Task
Count the lines in the records below that contain the string "trunk". Reply with the number only.

— Begin Source data —

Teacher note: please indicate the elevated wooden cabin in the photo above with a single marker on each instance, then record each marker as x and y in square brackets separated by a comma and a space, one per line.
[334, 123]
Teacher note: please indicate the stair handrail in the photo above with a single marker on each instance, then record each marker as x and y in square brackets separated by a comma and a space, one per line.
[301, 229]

— End Source data —
— Begin Source data —

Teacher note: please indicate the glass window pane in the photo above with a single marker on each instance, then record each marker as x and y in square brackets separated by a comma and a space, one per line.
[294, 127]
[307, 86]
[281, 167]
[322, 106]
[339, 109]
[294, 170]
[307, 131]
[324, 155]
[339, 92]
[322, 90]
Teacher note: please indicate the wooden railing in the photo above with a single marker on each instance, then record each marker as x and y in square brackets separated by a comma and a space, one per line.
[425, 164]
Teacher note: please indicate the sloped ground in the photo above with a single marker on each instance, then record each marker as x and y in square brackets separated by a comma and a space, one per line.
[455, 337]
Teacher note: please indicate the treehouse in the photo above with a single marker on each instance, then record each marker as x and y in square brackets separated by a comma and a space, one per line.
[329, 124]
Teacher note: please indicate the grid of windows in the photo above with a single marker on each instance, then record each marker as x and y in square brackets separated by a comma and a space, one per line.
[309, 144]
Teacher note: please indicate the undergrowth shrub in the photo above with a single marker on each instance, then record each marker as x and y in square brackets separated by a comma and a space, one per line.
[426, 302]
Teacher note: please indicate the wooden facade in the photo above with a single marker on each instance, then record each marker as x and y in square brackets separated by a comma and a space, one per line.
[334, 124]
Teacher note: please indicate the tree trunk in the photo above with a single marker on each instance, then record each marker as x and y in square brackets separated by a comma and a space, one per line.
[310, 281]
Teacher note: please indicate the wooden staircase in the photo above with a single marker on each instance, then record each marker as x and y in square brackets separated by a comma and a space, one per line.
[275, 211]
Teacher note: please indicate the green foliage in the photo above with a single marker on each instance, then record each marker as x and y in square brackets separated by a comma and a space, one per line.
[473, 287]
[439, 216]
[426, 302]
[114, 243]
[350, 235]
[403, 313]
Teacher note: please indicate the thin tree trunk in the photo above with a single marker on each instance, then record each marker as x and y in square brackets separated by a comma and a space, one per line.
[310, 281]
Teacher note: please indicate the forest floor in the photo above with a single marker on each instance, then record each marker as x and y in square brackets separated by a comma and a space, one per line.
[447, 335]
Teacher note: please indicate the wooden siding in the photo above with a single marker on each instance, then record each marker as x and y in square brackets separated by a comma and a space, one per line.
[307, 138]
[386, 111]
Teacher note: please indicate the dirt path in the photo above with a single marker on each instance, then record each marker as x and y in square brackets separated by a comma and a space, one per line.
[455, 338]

— End Source data —
— Begin Source data —

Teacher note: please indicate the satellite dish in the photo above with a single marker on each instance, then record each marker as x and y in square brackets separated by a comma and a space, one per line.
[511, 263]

— End Source data —

Written solution
2